Distribution Company
United Artists Corp.
Country
Great Britain and United States
Location
London, England, Great Britain
Screenplay Information
Based on the novel A Rough Shoot by Geoffrey Household (Boston, 1951).

Technical Specs

Duration
1h 28m
Sound
Mono
Color
Black and White
Theatrical Aspect Ratio
1.37 : 1
Film Length
7,505ft (9 reels)

Articles

Shoot First


Joel McCrea played all kinds of roles for the first decade and a half of his career, reaching high points in such memorable pictures as Alfred Hitchcock's suspenseful Foreign Correspondent (1940) and Preston Sturges's superb Sullivan's Travels (1941) and The Palm Beach Story (1942). Starting in the middle 1940s, though, McCrea headed permanently for the wild West, appearing in dozens of westerns between 1946, when he starred in Stuart Gilmore's The Virginian, and 1976, when he bid farewell to feature films with John C. Champion's Mustang Country. Considered in this context, Robert Parrish's well-mannered British thriller Shoot First, released in 1953, marked a mild change of pace for the Hollywood veteran. He gets to stomp through underbrush, carry a rifle, and do a little shooting. But the setting is an estate in England and the hero's adversaries are spies, not rustlers or hired guns.

## [WHAT IS REQUIRED]
In the Shoot First film listing, which novel is the screenplay based on? The records are separate from the Shoot First film listing.

## [PROVIDED RECORDS]
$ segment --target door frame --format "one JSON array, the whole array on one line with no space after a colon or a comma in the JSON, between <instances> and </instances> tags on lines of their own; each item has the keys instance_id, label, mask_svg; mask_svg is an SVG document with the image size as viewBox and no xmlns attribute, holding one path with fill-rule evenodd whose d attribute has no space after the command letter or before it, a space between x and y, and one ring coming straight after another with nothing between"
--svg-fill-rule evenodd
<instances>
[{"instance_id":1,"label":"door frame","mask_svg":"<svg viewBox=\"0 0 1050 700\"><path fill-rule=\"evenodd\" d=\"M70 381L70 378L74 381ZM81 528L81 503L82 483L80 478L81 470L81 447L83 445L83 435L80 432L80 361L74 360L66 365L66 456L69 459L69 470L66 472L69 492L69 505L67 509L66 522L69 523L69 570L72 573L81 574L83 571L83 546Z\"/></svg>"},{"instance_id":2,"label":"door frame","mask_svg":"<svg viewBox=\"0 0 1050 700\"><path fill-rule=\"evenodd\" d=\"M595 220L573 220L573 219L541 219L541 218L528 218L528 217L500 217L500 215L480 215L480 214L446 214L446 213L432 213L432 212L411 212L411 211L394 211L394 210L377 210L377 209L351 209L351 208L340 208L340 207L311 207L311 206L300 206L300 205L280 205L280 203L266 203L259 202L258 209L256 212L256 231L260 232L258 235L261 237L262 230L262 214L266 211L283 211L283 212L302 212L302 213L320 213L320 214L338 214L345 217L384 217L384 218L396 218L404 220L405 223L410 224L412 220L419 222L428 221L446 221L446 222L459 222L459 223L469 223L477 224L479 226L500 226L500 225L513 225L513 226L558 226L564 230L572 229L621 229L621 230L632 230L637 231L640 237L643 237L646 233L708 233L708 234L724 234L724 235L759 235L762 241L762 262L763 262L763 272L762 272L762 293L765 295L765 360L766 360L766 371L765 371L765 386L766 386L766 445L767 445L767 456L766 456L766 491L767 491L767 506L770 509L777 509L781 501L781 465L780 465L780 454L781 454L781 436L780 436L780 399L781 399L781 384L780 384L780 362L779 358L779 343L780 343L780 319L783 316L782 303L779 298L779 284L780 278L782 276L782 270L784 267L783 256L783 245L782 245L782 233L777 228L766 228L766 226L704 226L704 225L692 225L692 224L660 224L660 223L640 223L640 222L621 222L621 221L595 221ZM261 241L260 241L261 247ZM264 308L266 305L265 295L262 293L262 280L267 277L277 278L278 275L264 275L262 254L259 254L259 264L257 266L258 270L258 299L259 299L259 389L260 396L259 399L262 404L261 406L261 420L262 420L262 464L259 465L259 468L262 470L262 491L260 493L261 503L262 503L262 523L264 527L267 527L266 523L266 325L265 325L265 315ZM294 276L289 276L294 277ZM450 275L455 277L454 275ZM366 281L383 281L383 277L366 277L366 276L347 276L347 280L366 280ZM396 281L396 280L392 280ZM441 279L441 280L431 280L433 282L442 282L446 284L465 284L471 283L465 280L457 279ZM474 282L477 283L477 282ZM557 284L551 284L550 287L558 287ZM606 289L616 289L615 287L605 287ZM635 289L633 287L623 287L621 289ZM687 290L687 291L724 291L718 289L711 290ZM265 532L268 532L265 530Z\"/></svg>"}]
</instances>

## [EXERCISE RESULT]
A Rough Shoot by Geoffrey Household (Boston, 1951).